[Start of DATASET]

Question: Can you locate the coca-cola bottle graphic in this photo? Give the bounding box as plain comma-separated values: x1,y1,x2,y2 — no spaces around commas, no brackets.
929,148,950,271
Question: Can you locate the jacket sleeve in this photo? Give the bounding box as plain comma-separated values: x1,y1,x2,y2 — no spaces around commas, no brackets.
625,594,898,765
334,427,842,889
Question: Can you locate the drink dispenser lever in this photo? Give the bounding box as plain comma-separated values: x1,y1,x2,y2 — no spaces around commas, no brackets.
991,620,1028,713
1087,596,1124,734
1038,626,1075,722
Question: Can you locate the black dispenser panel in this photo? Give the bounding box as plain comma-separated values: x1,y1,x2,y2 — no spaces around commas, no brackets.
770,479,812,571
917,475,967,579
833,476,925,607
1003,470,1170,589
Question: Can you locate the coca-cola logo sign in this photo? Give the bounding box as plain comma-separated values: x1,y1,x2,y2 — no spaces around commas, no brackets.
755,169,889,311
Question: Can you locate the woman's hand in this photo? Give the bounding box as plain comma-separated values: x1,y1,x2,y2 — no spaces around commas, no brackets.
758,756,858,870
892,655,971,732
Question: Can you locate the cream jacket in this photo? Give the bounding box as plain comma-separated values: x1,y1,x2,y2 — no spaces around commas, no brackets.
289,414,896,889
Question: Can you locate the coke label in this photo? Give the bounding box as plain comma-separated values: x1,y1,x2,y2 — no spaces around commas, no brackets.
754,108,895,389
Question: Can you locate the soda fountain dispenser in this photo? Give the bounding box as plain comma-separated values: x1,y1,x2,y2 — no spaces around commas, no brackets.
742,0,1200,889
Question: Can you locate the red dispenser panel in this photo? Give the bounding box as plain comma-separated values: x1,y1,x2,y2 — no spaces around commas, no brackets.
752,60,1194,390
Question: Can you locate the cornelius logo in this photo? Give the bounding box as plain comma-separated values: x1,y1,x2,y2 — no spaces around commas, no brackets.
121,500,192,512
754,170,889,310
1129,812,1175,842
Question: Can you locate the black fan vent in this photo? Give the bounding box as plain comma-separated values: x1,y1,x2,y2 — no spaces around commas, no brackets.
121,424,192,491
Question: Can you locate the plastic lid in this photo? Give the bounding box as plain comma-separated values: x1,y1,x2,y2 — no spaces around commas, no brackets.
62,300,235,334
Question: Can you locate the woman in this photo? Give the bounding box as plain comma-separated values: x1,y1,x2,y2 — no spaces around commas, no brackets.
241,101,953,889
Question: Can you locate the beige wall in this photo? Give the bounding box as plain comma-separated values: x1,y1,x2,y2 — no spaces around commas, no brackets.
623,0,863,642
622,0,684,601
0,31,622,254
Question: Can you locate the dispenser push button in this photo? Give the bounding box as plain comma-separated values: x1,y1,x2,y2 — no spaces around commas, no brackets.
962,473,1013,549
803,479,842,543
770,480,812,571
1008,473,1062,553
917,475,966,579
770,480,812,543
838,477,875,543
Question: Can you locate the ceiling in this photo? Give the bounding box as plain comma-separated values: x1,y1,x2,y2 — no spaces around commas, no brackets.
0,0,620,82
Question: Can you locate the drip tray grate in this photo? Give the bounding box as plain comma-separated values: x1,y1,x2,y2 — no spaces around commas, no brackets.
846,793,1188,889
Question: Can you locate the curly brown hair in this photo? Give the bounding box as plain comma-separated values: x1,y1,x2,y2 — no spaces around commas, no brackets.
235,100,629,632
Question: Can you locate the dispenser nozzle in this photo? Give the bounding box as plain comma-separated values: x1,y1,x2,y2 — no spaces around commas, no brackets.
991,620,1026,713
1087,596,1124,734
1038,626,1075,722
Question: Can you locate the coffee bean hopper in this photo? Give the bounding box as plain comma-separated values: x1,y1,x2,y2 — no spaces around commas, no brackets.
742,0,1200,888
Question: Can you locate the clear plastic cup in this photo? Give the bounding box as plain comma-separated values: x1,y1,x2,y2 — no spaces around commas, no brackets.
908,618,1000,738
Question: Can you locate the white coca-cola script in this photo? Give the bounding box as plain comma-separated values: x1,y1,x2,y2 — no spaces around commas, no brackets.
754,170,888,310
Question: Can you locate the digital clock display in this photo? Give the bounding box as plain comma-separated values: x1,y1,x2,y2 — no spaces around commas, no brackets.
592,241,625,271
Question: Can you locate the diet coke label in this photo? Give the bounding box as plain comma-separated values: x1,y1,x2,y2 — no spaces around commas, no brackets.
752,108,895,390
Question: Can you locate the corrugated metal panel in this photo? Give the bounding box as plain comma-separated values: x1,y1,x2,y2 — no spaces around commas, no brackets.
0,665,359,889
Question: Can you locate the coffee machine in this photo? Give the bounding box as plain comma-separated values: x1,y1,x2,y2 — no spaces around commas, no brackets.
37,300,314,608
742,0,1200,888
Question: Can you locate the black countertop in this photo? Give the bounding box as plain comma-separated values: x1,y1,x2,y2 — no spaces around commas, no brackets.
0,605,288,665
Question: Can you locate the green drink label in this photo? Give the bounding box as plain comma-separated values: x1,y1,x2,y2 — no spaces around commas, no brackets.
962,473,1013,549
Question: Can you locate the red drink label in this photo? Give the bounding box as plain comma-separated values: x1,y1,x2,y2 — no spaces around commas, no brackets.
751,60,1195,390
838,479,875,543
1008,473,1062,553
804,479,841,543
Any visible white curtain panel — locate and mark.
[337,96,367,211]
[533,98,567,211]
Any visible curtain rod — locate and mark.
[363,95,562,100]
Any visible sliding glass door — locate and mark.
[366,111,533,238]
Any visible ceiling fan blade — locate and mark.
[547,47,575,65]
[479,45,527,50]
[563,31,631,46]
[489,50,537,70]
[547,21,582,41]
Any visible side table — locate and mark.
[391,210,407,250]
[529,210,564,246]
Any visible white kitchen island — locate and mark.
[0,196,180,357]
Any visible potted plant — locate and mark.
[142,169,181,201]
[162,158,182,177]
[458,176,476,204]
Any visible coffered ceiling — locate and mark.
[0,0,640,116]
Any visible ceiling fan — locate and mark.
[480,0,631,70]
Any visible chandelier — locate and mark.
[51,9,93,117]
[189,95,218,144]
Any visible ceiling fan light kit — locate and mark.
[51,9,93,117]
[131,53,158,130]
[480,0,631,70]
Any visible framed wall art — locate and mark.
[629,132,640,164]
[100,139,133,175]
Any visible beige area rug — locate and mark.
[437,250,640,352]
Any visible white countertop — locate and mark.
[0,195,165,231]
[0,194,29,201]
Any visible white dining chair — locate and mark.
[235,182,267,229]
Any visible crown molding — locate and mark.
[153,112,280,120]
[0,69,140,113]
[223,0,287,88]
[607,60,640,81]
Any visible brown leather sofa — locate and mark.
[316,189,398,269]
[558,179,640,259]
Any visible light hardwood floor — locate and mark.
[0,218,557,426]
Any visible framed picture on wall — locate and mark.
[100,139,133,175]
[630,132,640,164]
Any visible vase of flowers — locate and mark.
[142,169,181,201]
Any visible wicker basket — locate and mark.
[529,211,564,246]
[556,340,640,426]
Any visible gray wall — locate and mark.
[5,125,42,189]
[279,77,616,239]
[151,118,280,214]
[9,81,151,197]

[End of DATASET]

INSTRUCTIONS FOR THE TASK |
Select every line of the entries above that contains the word "label" and copy each one.

TASK RESULT |
Question: Can you locate the coke label in this photo? Give the bounding box as plain comma-separated values: x1,y1,x2,y2 — no spaces around commas, no brackets.
Question: Can you locate the diet coke label in this photo? Give the bounding box as plain comma-separated values: x1,y1,x2,y2 — no spaces around commas, no brackets.
Question: Can you locate the green drink label in this photo? Give the bounding box as plain comma-separated values: x1,y1,x2,y2 — no spaces around commas, no brackets.
Question: Can you locate the red drink label in this photo? Give the bounding box as plain comma-separated values: x1,y1,x2,y2 — no spaces around commas, no brackets.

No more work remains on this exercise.